On Tue, 13 Mar 2001, David Cantrell wrote:
> On Tue, Mar 13, 2001 at 03:38:52PM +0000, Matthew Byng-Maddick wrote:
> > On Tue, 13 Mar 2001, David Cantrell wrote:
> > > I neither know nor care.  I was taking issue with your claim that relying
> > > on /usr/lib/sendmail is a good idea.
> > This arose because of your original claim that relying on an SMTP listener
> > is a good idea. What happens if, say, your reverse DNS is temporarily
> > unavailable
> Then you have more important things to worry about, such as finding an
> ISP with a clue.

Yes, agreed. But you shouldn't just be injecting mail unless you know what
will happen on failure. Handling errors sensibly is a part of good
programming.

> >             and some hosts are deferring messages from you? This policy
> > will probably be implemented across backup MXs too. SMTP allows for
> > deferral. If you can't stick them on a queue, you shouldn't be trying to
> > do SMTP.
> Why not?  It's not as if the sort of people using web-mail scripts without
> their own mail server have anything important to say.  If it was important,
> they would invest in their own server or at least an ISP that provided
> appropriate facilities.

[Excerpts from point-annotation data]
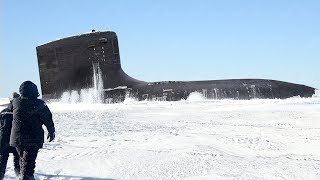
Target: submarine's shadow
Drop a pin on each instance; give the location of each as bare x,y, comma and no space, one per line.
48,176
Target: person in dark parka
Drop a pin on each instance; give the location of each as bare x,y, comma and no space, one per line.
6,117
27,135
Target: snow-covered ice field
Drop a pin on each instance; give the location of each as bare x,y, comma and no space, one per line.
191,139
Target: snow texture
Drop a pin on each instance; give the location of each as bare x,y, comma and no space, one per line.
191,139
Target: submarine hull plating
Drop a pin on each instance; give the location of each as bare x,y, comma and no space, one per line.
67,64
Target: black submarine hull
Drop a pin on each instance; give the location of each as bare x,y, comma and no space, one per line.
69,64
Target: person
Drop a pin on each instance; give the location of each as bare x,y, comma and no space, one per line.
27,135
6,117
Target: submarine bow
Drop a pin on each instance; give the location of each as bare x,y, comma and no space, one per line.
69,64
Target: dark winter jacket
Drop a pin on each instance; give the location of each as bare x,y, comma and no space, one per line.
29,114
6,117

---

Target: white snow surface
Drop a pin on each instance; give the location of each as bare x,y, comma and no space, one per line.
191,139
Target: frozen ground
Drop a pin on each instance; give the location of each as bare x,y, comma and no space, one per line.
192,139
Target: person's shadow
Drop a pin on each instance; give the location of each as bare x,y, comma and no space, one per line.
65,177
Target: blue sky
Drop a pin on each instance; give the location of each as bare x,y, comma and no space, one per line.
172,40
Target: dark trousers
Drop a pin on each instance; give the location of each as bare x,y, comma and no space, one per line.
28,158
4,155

▶ [Task description] Quote the email exchange about sending mail through SMTP, from "Yes, agreed. But" up to and including "programming.". The records are separate from the email exchange and have no connection to it.

▶ [Exercise output]
Yes, agreed. But you shouldn't just be injecting mail unless you know what
will happen on failure. Handling errors sensibly is a part of good
programming.